What is expected
Where does the string "every" appear in the records? Copy each line that holds it.

Collected data:
++++++

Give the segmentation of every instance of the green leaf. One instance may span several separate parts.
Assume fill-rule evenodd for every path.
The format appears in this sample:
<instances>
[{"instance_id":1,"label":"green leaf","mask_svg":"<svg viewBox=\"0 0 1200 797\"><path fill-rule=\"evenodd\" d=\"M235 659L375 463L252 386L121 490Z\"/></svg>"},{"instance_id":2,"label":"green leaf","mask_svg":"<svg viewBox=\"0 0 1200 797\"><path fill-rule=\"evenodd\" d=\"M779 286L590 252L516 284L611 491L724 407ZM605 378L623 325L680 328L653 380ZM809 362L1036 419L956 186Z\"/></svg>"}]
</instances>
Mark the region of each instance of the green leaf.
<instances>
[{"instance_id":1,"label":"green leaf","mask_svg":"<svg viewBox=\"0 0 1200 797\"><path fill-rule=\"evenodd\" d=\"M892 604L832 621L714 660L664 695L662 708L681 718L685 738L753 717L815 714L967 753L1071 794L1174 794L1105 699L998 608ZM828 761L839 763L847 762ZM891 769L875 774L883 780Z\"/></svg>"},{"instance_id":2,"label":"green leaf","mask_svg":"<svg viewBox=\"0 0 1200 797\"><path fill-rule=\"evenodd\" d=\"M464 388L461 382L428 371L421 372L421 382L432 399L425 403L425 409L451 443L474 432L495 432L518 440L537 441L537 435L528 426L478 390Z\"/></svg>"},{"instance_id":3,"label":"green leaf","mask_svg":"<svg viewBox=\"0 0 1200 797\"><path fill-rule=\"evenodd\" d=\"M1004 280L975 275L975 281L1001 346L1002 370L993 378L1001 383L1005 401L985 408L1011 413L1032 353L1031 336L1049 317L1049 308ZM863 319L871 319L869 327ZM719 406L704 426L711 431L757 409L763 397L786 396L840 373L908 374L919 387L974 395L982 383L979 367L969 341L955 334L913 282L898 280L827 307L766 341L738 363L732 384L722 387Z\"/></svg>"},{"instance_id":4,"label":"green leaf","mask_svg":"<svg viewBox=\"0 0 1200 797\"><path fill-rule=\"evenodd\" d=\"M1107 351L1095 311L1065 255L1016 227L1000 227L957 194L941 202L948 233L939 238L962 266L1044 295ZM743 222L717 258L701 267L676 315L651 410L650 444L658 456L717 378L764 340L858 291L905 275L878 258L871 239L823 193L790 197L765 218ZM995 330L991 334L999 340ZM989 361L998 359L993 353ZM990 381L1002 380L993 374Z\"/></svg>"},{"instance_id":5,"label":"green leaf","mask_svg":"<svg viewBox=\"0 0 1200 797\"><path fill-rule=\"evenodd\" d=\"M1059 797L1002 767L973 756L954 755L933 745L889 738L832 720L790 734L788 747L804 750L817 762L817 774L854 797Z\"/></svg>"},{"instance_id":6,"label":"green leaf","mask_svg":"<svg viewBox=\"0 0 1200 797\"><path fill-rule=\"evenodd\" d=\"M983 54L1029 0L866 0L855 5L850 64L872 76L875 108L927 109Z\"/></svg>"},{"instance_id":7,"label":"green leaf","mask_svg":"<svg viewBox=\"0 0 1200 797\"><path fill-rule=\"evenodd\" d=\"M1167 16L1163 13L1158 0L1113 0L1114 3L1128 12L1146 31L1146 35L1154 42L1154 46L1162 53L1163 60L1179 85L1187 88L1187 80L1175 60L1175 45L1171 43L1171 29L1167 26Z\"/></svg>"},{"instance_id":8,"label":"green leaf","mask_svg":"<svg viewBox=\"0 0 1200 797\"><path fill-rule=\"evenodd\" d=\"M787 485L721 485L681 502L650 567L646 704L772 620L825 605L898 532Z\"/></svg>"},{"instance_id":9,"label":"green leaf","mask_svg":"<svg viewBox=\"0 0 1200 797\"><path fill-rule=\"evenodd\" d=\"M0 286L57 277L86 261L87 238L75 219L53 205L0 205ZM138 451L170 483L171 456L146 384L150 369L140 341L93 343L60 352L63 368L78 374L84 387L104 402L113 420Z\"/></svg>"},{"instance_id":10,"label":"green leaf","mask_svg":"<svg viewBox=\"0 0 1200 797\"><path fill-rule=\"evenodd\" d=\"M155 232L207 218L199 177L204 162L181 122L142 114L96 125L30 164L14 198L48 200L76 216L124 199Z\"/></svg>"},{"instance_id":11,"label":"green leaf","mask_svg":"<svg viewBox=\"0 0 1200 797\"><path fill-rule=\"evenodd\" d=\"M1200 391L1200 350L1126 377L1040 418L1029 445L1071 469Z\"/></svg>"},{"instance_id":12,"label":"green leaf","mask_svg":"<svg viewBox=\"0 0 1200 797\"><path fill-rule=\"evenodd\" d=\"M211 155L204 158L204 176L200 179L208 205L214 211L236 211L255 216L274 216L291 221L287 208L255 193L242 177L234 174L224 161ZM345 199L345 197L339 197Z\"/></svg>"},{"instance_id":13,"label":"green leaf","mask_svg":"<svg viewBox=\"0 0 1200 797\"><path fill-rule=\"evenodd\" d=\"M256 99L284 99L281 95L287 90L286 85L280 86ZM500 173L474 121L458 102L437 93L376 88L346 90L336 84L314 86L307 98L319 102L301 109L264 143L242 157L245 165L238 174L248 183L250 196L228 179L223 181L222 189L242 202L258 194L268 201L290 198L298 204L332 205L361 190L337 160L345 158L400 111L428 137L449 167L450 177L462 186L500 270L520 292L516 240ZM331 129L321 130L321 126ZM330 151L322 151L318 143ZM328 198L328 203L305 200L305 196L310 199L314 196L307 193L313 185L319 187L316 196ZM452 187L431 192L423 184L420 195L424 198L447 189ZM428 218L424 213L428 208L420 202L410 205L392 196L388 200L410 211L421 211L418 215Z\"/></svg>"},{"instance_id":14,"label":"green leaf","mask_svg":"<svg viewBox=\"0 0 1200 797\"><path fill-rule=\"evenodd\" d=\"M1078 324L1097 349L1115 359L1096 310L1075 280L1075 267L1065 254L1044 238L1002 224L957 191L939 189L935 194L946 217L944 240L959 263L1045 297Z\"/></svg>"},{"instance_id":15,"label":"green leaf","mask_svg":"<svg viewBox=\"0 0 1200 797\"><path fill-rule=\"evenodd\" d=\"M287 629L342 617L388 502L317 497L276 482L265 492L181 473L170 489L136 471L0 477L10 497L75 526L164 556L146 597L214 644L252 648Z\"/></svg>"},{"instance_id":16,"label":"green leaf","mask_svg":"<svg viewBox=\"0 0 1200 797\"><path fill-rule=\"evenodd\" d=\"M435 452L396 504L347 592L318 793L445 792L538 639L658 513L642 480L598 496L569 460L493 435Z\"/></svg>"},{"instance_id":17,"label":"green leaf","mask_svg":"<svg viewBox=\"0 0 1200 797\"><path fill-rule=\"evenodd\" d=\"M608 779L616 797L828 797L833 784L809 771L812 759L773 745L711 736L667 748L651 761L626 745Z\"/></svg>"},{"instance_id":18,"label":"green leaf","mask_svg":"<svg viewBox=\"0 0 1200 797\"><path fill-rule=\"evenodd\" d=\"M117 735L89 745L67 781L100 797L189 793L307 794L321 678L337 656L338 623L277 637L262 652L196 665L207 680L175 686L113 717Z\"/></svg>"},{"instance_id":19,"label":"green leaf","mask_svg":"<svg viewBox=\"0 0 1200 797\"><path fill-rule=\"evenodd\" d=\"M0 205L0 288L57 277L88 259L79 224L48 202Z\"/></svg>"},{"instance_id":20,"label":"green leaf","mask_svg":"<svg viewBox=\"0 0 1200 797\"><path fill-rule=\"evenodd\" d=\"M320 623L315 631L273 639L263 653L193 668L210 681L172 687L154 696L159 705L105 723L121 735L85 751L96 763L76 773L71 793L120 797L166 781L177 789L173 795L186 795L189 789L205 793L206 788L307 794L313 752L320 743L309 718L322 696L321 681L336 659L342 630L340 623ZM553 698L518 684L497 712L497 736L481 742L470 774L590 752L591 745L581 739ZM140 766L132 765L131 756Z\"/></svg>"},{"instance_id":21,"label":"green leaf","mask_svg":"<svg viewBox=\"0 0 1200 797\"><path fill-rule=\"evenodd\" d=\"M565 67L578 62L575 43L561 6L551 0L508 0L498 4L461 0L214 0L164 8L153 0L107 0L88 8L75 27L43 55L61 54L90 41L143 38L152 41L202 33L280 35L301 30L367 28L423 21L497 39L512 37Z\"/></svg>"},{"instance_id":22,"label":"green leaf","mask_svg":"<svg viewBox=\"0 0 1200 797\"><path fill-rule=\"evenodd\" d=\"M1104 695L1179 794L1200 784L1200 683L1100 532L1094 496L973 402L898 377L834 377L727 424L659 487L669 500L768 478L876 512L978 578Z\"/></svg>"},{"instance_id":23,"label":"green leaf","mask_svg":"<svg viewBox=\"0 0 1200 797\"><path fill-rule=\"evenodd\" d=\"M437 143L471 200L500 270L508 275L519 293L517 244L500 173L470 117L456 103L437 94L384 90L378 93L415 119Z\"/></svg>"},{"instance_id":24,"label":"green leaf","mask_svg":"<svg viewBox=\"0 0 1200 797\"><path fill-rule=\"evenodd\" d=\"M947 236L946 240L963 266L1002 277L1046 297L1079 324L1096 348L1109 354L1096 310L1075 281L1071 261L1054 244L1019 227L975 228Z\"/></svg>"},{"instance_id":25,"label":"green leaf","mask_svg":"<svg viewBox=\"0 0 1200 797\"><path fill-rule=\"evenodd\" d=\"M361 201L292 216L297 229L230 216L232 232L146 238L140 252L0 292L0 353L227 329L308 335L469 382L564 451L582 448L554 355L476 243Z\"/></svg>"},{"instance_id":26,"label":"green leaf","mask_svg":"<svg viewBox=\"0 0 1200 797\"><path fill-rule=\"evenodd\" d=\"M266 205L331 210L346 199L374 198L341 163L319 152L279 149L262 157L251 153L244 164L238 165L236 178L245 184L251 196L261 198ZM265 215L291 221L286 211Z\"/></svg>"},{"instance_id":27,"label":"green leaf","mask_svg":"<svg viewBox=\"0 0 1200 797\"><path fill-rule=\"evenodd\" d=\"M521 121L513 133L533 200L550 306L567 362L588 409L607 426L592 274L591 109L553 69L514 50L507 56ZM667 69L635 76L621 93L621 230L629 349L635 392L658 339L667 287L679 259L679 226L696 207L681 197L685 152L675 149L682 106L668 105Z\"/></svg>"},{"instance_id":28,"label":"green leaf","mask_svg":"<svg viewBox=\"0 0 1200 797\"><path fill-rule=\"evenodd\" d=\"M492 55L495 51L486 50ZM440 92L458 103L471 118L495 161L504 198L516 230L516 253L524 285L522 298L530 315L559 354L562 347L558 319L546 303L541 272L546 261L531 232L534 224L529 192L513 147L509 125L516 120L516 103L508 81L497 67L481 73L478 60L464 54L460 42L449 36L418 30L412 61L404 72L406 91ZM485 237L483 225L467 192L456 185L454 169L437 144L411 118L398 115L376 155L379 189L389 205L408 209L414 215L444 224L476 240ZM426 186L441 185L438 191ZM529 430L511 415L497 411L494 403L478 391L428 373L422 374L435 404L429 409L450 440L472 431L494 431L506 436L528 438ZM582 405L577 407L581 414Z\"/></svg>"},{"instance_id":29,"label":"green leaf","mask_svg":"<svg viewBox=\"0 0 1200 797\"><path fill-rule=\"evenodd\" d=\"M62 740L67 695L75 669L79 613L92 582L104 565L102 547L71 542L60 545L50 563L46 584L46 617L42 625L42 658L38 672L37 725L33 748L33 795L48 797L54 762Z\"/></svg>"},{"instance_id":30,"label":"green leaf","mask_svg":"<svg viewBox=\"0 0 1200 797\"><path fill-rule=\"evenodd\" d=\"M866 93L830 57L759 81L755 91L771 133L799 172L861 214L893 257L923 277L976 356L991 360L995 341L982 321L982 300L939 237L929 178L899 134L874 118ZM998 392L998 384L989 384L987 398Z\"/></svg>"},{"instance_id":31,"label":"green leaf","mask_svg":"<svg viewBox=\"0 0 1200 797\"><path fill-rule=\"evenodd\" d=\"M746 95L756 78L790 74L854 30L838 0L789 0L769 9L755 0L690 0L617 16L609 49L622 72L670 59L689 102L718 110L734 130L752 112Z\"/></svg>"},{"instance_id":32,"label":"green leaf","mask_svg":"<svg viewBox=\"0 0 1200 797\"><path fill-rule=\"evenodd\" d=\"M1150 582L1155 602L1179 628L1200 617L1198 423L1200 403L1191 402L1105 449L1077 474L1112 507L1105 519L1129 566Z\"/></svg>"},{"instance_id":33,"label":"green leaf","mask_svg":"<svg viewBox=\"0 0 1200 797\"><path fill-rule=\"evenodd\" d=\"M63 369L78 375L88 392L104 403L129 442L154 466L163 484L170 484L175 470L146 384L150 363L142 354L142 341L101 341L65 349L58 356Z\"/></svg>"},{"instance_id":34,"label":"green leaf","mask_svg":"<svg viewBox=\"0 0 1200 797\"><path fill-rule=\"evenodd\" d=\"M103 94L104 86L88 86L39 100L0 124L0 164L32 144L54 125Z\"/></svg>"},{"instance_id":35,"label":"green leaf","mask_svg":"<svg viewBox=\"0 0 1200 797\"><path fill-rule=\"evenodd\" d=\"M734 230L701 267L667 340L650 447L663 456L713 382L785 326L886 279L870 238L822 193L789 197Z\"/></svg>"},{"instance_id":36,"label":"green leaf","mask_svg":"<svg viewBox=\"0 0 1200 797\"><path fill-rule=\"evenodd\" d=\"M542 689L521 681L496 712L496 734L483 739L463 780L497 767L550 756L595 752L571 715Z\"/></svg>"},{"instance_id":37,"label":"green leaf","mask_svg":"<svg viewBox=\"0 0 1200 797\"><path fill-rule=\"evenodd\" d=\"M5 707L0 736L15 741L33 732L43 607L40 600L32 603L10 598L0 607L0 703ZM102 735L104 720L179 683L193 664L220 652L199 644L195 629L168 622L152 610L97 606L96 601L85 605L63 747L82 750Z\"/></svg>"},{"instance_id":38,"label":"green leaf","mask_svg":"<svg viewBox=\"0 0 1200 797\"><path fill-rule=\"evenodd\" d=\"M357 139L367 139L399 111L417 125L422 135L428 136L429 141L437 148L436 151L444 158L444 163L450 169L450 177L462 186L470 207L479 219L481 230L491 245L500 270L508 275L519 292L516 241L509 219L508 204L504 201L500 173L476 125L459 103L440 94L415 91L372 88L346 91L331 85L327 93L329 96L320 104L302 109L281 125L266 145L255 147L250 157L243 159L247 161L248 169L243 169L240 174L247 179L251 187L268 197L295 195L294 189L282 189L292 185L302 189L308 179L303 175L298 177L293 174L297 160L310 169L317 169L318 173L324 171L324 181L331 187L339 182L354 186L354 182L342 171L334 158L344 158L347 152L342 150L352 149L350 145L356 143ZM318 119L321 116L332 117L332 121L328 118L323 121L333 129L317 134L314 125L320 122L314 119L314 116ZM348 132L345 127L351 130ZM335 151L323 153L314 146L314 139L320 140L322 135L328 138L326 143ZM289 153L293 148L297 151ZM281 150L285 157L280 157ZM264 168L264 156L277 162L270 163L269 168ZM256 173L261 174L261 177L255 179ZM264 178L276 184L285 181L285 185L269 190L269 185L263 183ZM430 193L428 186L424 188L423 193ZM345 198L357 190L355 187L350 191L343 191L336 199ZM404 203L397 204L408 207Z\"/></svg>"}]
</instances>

++++++

Output for this task
Give the segmentation of every instance of the green leaf. One instance may span several separate parts.
Assume fill-rule evenodd for every path.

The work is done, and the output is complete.